>> Begin PROVIDED MATERIAL

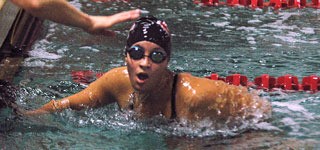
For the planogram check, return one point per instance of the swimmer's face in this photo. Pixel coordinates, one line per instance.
(146, 71)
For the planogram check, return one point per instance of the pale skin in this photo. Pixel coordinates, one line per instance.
(61, 11)
(196, 98)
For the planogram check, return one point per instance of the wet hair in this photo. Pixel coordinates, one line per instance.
(7, 94)
(150, 29)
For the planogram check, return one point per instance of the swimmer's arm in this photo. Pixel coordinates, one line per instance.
(223, 100)
(98, 93)
(61, 11)
(101, 92)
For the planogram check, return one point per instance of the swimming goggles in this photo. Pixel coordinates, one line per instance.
(137, 53)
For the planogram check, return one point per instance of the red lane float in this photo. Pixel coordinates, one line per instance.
(276, 4)
(287, 82)
(265, 81)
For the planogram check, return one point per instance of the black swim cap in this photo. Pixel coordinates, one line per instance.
(150, 29)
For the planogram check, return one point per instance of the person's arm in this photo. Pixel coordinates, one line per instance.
(219, 100)
(61, 11)
(103, 91)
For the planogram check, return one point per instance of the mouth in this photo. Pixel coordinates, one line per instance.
(142, 76)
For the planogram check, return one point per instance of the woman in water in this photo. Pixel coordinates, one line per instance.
(146, 86)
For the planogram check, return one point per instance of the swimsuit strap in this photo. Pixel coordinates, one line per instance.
(173, 97)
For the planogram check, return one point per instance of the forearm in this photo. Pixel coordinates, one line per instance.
(59, 11)
(52, 106)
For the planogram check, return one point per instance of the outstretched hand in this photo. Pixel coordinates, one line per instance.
(101, 24)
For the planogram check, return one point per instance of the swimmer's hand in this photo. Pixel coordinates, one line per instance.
(101, 24)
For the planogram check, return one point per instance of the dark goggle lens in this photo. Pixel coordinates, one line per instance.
(157, 57)
(137, 53)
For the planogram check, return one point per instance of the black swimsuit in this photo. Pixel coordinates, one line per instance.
(173, 97)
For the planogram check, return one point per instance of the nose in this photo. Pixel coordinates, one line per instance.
(145, 61)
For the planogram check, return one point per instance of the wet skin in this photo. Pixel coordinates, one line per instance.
(152, 83)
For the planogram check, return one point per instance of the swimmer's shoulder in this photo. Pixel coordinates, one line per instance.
(114, 78)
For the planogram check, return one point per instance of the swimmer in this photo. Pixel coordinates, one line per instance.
(146, 85)
(61, 11)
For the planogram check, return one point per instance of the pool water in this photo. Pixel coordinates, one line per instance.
(223, 40)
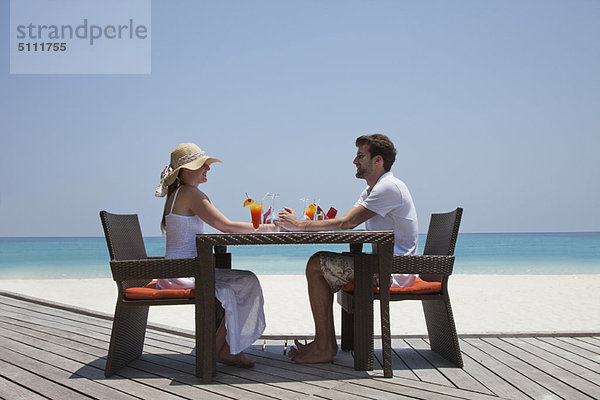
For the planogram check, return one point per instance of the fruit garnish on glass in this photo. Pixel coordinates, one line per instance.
(248, 200)
(310, 211)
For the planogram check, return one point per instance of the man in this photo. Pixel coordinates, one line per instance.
(385, 204)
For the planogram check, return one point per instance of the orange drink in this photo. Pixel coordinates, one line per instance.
(256, 213)
(309, 212)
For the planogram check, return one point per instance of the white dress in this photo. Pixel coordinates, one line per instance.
(238, 291)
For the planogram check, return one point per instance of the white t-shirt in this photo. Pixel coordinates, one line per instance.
(395, 211)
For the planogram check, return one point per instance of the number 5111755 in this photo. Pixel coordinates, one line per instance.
(42, 46)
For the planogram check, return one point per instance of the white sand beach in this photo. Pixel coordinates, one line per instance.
(481, 303)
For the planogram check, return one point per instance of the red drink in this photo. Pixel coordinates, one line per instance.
(256, 212)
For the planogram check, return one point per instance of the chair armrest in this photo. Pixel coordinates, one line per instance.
(155, 268)
(422, 264)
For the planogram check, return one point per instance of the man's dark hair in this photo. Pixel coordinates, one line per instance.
(379, 145)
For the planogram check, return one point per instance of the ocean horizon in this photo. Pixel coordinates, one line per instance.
(544, 253)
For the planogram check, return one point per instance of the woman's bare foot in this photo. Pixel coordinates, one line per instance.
(237, 360)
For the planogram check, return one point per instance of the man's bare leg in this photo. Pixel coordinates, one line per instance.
(324, 347)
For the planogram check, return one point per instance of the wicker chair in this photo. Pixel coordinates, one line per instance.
(132, 268)
(435, 265)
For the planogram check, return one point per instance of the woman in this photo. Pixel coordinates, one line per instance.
(186, 211)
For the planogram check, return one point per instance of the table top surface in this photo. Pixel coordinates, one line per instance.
(349, 236)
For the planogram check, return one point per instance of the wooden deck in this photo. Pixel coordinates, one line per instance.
(52, 351)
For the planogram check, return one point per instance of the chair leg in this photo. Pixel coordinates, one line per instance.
(443, 338)
(127, 337)
(347, 330)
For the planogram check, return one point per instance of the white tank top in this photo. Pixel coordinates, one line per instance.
(181, 233)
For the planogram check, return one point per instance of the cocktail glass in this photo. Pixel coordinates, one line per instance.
(256, 213)
(273, 211)
(309, 212)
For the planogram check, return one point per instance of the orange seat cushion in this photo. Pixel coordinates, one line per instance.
(150, 292)
(420, 287)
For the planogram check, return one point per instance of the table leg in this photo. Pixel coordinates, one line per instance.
(363, 312)
(385, 254)
(206, 357)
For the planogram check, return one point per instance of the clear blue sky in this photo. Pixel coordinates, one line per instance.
(493, 105)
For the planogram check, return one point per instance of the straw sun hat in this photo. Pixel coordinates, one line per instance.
(185, 155)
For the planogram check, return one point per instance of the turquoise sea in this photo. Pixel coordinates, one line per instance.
(491, 253)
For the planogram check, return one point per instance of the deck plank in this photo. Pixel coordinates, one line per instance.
(457, 376)
(48, 350)
(545, 372)
(13, 391)
(577, 376)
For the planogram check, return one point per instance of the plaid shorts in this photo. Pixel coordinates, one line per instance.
(338, 269)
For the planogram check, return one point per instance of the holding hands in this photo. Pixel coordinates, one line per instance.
(287, 221)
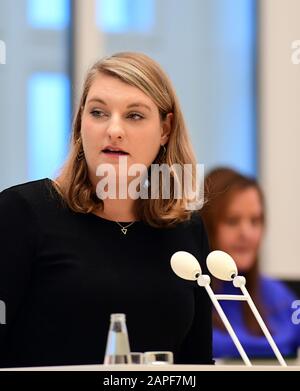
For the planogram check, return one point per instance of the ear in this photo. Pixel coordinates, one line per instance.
(166, 128)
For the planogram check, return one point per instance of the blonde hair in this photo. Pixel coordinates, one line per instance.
(140, 71)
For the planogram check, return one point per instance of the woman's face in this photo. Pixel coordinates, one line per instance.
(120, 116)
(240, 231)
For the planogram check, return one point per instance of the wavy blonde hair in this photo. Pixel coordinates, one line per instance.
(138, 70)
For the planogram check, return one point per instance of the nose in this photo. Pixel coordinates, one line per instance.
(115, 128)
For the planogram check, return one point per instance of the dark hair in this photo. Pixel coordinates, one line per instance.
(221, 185)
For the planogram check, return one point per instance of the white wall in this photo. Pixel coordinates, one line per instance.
(280, 135)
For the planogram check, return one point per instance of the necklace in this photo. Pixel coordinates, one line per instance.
(124, 228)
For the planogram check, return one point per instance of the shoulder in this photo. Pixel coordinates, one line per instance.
(26, 199)
(29, 192)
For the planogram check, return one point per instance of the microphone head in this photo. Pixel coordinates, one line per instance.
(221, 265)
(185, 265)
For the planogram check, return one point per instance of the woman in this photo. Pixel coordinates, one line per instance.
(235, 220)
(71, 256)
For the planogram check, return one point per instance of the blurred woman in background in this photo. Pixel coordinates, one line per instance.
(235, 220)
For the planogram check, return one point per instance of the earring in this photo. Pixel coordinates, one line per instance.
(80, 155)
(162, 153)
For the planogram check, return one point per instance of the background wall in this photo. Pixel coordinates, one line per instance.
(280, 135)
(238, 114)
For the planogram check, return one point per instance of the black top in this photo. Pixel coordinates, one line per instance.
(63, 273)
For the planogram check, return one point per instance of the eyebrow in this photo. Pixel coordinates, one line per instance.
(131, 105)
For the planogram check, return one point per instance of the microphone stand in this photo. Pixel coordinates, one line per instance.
(239, 282)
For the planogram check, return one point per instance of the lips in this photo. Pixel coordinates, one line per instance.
(114, 151)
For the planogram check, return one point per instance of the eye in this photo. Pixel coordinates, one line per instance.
(97, 113)
(135, 116)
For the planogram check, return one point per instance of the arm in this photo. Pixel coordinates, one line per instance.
(17, 243)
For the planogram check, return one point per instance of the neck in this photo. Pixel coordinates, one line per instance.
(118, 210)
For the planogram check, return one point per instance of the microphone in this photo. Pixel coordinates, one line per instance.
(222, 266)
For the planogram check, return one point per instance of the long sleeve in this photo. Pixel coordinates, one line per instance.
(17, 243)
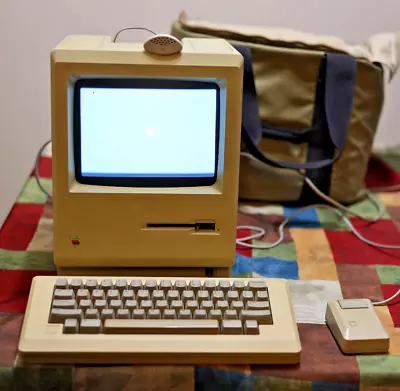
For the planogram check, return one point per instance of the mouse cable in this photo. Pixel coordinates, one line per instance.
(261, 232)
(132, 28)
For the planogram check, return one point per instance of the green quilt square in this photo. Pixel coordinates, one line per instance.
(281, 384)
(26, 260)
(366, 208)
(388, 274)
(285, 251)
(31, 192)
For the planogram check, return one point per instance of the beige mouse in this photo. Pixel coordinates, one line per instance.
(356, 327)
(163, 45)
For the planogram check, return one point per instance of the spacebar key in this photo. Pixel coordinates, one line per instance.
(161, 326)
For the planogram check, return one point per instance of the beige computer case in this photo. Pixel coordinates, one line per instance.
(102, 230)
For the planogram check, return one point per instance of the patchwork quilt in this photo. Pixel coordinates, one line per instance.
(322, 259)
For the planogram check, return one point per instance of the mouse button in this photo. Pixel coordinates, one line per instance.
(352, 304)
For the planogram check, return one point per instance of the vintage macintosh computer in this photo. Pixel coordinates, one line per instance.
(146, 149)
(145, 156)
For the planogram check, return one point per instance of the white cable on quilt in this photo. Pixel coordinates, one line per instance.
(259, 232)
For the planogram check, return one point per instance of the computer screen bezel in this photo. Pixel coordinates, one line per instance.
(141, 181)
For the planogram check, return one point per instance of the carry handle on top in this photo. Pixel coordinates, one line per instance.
(340, 81)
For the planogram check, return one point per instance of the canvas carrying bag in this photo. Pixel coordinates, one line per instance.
(311, 105)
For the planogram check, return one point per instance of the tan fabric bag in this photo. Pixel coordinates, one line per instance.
(311, 106)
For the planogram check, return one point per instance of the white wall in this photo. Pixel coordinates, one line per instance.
(29, 29)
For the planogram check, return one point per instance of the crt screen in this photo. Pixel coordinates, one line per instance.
(150, 132)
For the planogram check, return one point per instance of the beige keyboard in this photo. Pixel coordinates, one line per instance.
(151, 320)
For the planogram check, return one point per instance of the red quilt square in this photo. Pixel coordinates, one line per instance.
(14, 288)
(20, 226)
(394, 306)
(348, 249)
(45, 168)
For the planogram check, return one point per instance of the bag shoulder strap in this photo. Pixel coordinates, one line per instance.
(340, 81)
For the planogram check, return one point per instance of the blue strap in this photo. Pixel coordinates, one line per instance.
(340, 81)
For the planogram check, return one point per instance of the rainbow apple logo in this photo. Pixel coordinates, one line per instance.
(75, 241)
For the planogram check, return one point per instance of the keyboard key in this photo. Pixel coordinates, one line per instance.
(173, 295)
(257, 305)
(64, 294)
(185, 314)
(262, 317)
(76, 284)
(161, 305)
(191, 305)
(82, 294)
(71, 326)
(195, 285)
(207, 305)
(237, 305)
(255, 286)
(203, 296)
(262, 296)
(238, 286)
(222, 305)
(142, 295)
(209, 286)
(106, 285)
(251, 327)
(138, 314)
(115, 304)
(121, 285)
(151, 285)
(90, 326)
(161, 326)
(107, 314)
(230, 314)
(146, 305)
(216, 315)
(169, 314)
(131, 305)
(127, 295)
(232, 327)
(67, 304)
(154, 314)
(187, 295)
(176, 305)
(200, 314)
(136, 286)
(158, 295)
(98, 294)
(91, 285)
(92, 313)
(232, 296)
(61, 283)
(217, 296)
(180, 285)
(100, 304)
(247, 296)
(58, 315)
(224, 286)
(85, 305)
(165, 286)
(123, 313)
(113, 294)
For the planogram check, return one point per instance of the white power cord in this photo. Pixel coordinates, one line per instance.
(37, 174)
(259, 232)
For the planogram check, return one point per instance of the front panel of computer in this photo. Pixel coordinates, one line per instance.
(145, 164)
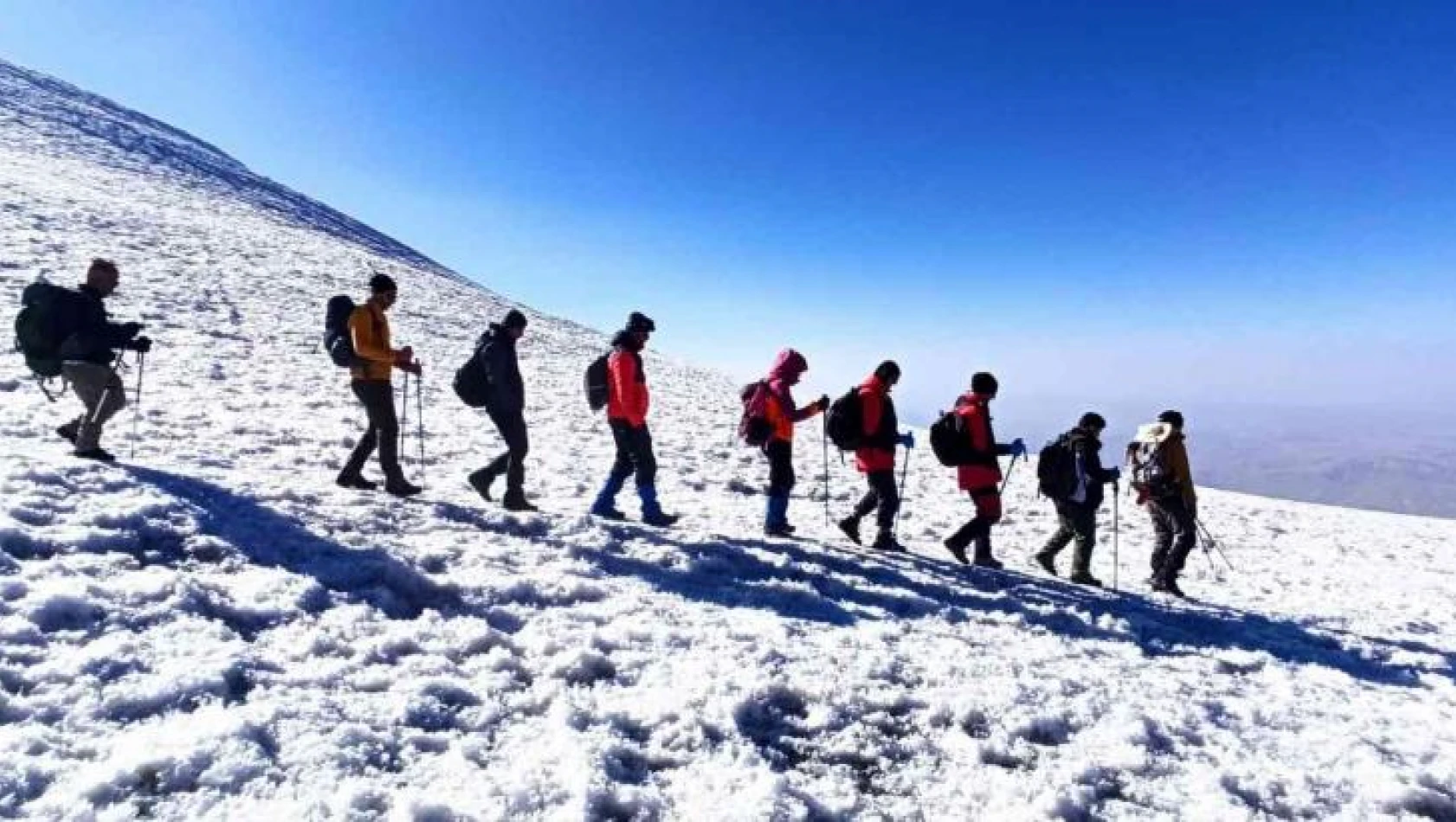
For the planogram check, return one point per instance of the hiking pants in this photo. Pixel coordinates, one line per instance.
(382, 431)
(634, 454)
(100, 392)
(884, 495)
(781, 467)
(979, 530)
(512, 461)
(1078, 521)
(1174, 536)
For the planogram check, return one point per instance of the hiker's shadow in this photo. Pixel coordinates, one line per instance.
(837, 587)
(277, 540)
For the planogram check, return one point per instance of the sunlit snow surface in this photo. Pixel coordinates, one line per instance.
(211, 629)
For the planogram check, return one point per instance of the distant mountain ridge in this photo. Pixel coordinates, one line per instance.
(68, 121)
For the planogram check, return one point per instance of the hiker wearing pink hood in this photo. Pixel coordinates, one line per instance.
(779, 412)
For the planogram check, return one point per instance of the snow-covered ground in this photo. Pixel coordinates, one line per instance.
(211, 629)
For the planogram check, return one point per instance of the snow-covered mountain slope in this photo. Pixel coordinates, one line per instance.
(215, 630)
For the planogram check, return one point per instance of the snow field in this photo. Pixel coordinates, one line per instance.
(215, 630)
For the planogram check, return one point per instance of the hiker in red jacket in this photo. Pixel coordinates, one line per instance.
(781, 415)
(628, 403)
(980, 478)
(875, 457)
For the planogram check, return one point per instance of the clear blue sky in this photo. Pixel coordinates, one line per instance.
(1149, 202)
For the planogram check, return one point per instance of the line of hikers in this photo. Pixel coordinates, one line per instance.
(68, 333)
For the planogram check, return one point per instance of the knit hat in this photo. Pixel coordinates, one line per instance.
(640, 322)
(382, 284)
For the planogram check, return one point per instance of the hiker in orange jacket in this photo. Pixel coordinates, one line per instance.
(875, 457)
(781, 415)
(982, 478)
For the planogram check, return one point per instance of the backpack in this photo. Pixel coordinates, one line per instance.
(337, 337)
(472, 380)
(596, 383)
(42, 326)
(1057, 469)
(1152, 476)
(753, 425)
(847, 421)
(950, 441)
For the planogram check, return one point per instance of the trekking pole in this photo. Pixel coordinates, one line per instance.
(401, 442)
(136, 420)
(824, 444)
(420, 421)
(1009, 469)
(905, 469)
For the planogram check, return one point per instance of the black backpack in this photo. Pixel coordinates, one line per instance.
(42, 326)
(1057, 469)
(596, 383)
(753, 425)
(847, 421)
(950, 441)
(472, 380)
(337, 337)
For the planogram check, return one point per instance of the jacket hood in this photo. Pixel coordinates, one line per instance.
(788, 367)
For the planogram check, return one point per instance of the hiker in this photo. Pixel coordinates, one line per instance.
(875, 457)
(506, 406)
(779, 416)
(1072, 474)
(371, 373)
(87, 356)
(1163, 484)
(628, 403)
(982, 474)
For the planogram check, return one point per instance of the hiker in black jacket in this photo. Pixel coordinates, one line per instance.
(89, 354)
(506, 406)
(1076, 512)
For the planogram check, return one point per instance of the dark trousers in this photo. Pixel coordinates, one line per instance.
(634, 454)
(512, 461)
(781, 467)
(377, 397)
(1174, 536)
(883, 495)
(1076, 521)
(979, 530)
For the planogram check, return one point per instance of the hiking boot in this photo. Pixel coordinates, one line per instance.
(480, 482)
(401, 488)
(957, 550)
(516, 501)
(100, 454)
(356, 482)
(1169, 587)
(660, 520)
(609, 512)
(1048, 563)
(886, 542)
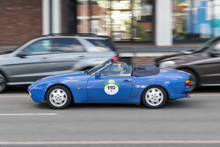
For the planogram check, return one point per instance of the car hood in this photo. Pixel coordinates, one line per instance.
(3, 56)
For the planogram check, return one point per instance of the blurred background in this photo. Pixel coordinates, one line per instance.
(136, 26)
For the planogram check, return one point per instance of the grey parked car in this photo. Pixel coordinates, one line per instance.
(203, 63)
(53, 54)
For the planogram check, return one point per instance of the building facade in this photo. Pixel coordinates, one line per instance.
(161, 22)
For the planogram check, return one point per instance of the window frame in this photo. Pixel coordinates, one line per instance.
(109, 71)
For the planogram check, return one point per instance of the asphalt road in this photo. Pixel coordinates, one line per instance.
(186, 122)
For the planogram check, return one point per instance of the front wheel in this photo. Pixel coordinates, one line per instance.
(154, 97)
(58, 97)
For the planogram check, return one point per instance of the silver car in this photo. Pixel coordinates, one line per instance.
(53, 54)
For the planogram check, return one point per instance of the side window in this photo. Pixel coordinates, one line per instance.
(66, 45)
(39, 47)
(120, 69)
(101, 45)
(105, 71)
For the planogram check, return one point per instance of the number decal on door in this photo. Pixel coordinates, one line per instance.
(111, 87)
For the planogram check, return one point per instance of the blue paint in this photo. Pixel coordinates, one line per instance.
(130, 88)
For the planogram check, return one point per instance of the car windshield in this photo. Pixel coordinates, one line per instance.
(96, 68)
(206, 45)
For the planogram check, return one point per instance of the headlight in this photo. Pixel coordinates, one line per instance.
(166, 64)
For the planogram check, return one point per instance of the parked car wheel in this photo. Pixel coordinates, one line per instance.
(193, 79)
(3, 84)
(58, 97)
(154, 97)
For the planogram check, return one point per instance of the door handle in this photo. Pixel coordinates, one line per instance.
(126, 81)
(80, 56)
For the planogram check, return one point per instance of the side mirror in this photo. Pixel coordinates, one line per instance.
(215, 53)
(21, 54)
(97, 75)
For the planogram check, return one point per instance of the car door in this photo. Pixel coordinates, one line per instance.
(110, 87)
(209, 66)
(31, 67)
(67, 52)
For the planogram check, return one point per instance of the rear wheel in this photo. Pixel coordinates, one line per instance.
(193, 79)
(154, 97)
(3, 84)
(58, 97)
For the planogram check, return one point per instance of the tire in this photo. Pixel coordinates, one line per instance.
(3, 83)
(58, 97)
(154, 97)
(193, 79)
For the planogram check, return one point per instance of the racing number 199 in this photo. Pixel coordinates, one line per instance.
(112, 87)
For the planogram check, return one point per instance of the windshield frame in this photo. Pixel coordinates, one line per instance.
(98, 68)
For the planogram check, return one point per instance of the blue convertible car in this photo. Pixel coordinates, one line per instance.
(112, 82)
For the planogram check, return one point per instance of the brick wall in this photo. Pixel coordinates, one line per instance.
(20, 21)
(140, 61)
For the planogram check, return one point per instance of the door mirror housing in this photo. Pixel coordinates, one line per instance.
(21, 54)
(215, 53)
(97, 75)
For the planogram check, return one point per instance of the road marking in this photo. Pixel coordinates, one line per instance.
(110, 142)
(29, 114)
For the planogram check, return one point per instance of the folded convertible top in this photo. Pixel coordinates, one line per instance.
(148, 70)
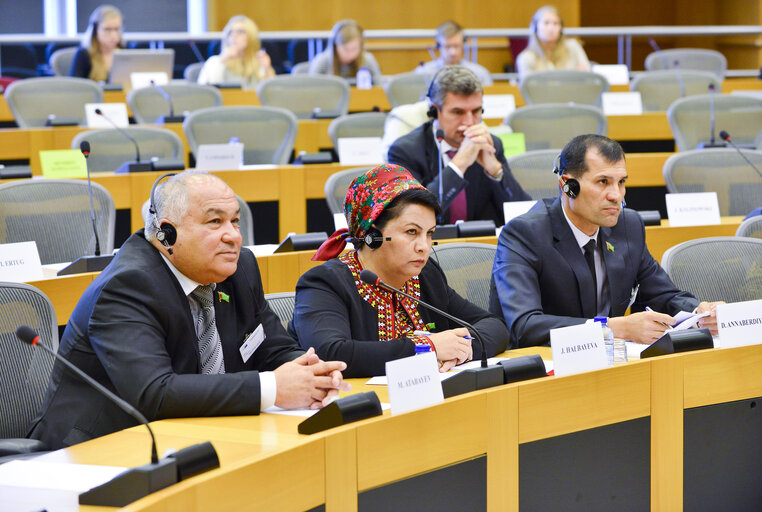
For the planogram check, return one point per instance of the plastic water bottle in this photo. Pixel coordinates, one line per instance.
(364, 79)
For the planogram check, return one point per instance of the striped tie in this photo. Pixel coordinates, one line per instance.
(209, 343)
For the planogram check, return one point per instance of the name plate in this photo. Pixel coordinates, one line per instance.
(694, 209)
(578, 349)
(360, 151)
(622, 103)
(116, 112)
(20, 262)
(739, 324)
(219, 157)
(414, 382)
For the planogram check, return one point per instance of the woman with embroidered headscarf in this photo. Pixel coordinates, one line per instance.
(391, 219)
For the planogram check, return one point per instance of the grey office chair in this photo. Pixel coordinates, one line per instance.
(740, 116)
(534, 172)
(468, 268)
(563, 86)
(282, 305)
(109, 148)
(60, 60)
(364, 124)
(336, 187)
(406, 88)
(721, 170)
(303, 94)
(33, 100)
(751, 227)
(552, 125)
(658, 89)
(148, 104)
(688, 58)
(24, 369)
(56, 215)
(717, 268)
(267, 133)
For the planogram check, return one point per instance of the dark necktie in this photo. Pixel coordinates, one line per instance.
(210, 347)
(590, 258)
(458, 207)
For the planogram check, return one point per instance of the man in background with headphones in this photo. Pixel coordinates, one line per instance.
(583, 255)
(450, 44)
(178, 325)
(476, 179)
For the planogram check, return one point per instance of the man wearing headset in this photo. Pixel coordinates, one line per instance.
(177, 325)
(476, 179)
(583, 255)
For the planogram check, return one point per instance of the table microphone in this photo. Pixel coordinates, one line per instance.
(726, 137)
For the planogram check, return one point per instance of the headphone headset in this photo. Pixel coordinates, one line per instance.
(166, 234)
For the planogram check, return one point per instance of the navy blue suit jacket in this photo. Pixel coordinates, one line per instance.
(541, 280)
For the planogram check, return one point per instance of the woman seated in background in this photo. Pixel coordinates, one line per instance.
(103, 35)
(345, 54)
(391, 219)
(241, 60)
(548, 48)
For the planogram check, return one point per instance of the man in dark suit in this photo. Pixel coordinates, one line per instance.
(179, 327)
(583, 255)
(476, 180)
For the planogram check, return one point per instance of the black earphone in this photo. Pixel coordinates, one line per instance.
(166, 234)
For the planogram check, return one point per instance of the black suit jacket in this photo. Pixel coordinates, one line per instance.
(331, 316)
(133, 332)
(541, 280)
(417, 152)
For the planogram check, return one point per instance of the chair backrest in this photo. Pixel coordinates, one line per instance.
(406, 88)
(191, 72)
(688, 58)
(148, 104)
(563, 86)
(56, 215)
(552, 125)
(739, 115)
(33, 100)
(109, 148)
(534, 172)
(468, 268)
(751, 227)
(267, 133)
(60, 60)
(282, 305)
(364, 124)
(302, 94)
(717, 268)
(721, 170)
(659, 89)
(336, 187)
(24, 369)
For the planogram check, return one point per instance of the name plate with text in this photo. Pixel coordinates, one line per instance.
(578, 349)
(739, 324)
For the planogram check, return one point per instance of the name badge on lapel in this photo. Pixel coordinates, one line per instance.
(252, 343)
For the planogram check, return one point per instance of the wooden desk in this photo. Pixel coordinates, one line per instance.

>> End PROVIDED MATERIAL

AIM OF THE EXERCISE: Repeat, exactly and only, the lines above from the one containing "name plate with" through the end of the material.

FINAL RESULT:
For the planogram check, return one point per instance of the name plate with text in this photo. Pixel coordinates, one line per instance.
(578, 349)
(739, 324)
For the planogram check, return one point per instance of the name badge on lapel in this photo. Pixel coordinates, one line per instance.
(252, 343)
For the planogram check, return one point per instance of the wooden desk in this photo. Pixel coordinates, one line per instance.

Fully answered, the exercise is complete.